-------- THE DATA --------

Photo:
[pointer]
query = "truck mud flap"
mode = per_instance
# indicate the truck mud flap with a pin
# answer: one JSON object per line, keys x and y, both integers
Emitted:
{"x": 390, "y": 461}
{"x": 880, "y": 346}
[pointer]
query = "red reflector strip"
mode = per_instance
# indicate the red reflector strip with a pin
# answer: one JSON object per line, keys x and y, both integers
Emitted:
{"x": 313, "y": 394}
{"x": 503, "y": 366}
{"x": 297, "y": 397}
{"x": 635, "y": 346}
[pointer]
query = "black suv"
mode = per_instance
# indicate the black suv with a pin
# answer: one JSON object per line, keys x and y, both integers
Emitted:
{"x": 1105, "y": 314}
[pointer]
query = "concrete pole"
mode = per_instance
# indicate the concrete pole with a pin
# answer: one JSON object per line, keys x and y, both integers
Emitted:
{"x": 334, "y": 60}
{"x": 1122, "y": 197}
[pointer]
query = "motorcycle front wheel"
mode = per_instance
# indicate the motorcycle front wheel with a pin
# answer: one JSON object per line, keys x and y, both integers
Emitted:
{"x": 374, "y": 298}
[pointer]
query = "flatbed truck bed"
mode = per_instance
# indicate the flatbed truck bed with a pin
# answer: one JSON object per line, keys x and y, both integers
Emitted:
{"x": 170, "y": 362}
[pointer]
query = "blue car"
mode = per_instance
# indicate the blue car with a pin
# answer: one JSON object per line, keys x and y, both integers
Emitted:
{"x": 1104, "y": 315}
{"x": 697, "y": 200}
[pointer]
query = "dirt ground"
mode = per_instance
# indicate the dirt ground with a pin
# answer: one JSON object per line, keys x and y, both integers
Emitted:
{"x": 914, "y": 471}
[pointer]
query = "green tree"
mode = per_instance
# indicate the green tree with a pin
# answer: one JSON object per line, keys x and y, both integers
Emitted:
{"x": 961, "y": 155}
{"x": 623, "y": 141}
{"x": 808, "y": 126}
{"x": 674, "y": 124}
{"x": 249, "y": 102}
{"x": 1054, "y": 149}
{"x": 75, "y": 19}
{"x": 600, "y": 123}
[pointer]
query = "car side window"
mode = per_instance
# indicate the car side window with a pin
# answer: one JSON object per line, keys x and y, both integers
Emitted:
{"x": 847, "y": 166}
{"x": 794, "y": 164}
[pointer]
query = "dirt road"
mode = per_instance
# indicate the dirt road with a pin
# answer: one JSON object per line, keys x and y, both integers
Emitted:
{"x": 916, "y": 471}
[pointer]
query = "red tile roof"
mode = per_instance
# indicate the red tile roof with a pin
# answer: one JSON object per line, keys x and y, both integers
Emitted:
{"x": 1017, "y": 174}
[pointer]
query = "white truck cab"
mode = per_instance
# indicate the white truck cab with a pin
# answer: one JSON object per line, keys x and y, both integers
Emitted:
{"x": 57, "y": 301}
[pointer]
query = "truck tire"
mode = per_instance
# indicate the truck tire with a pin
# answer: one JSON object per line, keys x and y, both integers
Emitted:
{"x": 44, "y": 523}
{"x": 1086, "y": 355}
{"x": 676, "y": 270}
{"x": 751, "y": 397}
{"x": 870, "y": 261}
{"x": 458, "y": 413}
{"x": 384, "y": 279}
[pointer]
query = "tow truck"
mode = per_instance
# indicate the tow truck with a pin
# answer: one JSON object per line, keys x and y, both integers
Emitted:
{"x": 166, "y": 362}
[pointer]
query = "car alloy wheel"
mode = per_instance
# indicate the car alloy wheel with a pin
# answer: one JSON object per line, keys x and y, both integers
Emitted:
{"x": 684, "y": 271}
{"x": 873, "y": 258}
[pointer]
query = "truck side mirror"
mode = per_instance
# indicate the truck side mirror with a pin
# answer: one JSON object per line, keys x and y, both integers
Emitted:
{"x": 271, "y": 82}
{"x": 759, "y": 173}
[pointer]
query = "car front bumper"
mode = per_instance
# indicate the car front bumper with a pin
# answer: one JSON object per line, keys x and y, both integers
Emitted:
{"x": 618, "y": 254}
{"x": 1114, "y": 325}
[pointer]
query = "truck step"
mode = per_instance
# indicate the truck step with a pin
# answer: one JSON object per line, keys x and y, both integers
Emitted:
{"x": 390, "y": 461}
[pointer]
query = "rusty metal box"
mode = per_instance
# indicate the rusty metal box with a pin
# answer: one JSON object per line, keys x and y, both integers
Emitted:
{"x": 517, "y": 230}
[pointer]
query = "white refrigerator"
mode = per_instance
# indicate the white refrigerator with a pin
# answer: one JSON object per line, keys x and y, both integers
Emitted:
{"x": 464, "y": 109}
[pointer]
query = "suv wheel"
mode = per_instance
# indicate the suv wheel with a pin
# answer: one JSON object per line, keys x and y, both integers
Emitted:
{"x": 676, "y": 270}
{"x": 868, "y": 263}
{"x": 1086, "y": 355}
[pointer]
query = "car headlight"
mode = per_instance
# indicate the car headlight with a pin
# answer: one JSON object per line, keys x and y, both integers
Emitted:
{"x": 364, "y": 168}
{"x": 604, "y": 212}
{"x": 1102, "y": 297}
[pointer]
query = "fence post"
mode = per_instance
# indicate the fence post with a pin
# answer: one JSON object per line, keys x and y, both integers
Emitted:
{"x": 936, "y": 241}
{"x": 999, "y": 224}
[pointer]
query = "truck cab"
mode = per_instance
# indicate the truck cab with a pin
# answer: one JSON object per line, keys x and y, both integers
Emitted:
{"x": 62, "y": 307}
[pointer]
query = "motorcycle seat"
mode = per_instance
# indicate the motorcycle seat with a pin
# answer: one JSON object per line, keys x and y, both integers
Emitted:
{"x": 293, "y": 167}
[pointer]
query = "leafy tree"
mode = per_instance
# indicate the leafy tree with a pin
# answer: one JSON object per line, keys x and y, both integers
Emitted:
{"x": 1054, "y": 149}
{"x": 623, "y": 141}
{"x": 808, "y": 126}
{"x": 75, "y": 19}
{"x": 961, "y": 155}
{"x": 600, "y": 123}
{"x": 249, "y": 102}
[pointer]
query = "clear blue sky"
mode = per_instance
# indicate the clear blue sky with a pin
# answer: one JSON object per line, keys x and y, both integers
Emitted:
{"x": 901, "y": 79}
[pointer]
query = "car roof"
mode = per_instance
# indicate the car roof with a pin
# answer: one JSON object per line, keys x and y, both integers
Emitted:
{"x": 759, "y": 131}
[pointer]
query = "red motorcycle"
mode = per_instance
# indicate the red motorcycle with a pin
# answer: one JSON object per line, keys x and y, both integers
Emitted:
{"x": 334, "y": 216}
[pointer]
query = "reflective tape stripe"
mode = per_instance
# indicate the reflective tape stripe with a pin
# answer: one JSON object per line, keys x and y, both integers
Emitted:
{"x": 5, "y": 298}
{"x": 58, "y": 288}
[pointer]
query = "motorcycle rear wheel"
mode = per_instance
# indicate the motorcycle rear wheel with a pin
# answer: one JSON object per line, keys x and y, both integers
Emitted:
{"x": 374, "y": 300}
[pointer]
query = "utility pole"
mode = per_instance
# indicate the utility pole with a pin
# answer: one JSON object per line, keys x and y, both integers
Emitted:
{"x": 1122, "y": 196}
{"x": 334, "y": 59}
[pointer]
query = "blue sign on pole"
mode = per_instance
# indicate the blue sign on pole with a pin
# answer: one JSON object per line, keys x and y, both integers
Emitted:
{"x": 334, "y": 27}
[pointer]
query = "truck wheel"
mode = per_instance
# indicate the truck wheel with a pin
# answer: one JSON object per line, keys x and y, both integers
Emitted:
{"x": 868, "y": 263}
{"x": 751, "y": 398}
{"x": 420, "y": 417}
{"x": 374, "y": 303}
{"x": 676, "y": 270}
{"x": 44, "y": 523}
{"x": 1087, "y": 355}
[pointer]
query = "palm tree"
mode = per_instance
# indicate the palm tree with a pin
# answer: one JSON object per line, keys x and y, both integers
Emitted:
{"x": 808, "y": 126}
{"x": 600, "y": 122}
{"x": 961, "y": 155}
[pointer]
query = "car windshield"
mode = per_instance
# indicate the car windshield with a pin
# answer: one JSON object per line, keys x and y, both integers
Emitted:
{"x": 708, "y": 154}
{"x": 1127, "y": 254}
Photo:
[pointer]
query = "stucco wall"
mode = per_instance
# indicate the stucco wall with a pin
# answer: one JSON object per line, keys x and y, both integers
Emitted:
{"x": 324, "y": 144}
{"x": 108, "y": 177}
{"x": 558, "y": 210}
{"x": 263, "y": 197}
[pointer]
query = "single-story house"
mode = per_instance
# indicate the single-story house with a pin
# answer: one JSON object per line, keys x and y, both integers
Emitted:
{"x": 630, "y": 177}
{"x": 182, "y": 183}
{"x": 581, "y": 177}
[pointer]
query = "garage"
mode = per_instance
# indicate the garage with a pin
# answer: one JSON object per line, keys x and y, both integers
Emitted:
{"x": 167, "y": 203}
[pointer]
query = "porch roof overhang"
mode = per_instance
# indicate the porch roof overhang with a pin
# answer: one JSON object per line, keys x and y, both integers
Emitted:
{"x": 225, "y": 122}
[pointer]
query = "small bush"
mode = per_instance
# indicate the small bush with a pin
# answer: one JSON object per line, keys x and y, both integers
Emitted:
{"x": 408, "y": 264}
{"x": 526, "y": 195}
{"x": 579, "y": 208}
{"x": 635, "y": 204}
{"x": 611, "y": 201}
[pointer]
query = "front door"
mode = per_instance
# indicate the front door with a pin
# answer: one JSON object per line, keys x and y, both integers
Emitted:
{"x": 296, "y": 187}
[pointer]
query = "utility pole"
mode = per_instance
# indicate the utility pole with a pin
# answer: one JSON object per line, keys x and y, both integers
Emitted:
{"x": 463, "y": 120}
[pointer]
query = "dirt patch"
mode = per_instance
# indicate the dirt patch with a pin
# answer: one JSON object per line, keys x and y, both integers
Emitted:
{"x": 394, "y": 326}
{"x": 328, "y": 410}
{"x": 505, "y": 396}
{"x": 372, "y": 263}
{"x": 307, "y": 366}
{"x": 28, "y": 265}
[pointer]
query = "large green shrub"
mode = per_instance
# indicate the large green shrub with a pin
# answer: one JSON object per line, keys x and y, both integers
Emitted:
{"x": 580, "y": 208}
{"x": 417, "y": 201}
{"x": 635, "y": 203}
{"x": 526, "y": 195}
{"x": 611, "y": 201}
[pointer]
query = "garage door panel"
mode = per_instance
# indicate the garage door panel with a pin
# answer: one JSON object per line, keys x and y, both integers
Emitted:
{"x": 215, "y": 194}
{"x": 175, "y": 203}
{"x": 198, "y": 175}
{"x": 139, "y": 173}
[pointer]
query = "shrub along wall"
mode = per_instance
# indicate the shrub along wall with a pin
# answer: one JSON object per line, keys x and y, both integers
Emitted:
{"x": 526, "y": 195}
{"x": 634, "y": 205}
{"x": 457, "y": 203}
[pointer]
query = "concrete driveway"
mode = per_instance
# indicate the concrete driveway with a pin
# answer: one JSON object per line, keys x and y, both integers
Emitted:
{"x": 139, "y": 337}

--------

- [EXERCISE]: All lines above that contain "door" are required in the answer.

- [OUTPUT OF THE EXERCISE]:
query = "front door"
# indicate the front door with a pin
query = "garage door panel"
# indicate the garage door panel with a pin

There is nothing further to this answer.